### CONSEGNA
Ricopia parola per parola il passo dell'estratto sul debito pubblico italiano che comincia con "Proviamo ad analizzare" e prosegue fino a "grafici sotto allegati.".

### ESTRATTO DEL TESTO
---
Proviamo ad analizzare la dinamica del debito pubblico italiano e a capire meglio i suoi andamenti. Allo stesso modo, vediamo in quale misura essi siano dipesi da fattori esterni non controllabili e da fattori interni come le politiche attuate per raccolta del consenso popolare, che hanno fatto  esplodere la spesa corrente. A tal fine è necessario guardare la storia nei grafici sotto allegati.

In particolare, i grafici coprono il periodo storico dall’unità d’Italia ad oggi. Si può vedere subito come fino alla fine della Seconda Guerra mondiale gli andamenti siano legati all’effetto di un lungo periodo bellico. Durante il percorso della formazione dell’unità nazionale, il Paese affronta le spese di compensazione tra Settentrione e Meridione, e tra il 1861 al 1870 il debito sul PIL passò dal 45% al 96% per poi stabilizzarsi al 70%. Negli anni successivi però salì al 95%: erano i costi della ricostruzione dell’unità di un Paese con due storie profondamente diverse e sotto certi aspetti il Sud perse risorse a favore del Nord.
---
### ELENCO DELLE RIGHE

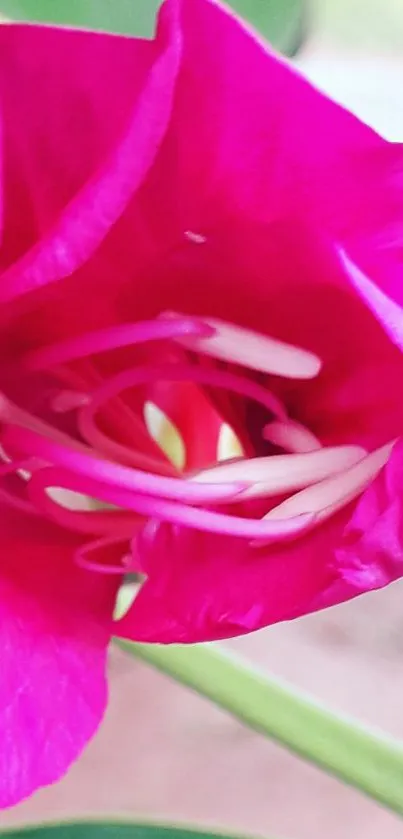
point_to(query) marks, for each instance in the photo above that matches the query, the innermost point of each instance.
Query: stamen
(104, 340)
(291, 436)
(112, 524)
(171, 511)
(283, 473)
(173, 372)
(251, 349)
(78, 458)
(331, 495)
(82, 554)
---
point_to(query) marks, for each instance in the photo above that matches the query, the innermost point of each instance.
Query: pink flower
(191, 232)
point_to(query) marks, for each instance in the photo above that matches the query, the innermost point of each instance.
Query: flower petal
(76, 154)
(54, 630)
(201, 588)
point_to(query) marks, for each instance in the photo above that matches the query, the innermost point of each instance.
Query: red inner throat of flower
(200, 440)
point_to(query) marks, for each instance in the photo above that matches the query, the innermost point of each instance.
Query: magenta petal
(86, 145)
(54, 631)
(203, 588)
---
### SOLUZIONE
Proviamo ad analizzare la dinamica del debito pubblico italiano e a capire meglio i suoi andamenti. Allo stesso modo, vediamo in quale misura essi siano dipesi da fattori esterni non controllabili e da fattori interni come le politiche attuate per raccolta del consenso popolare, che hanno fatto  esplodere la spesa corrente. A tal fine è necessario guardare la storia nei grafici sotto allegati.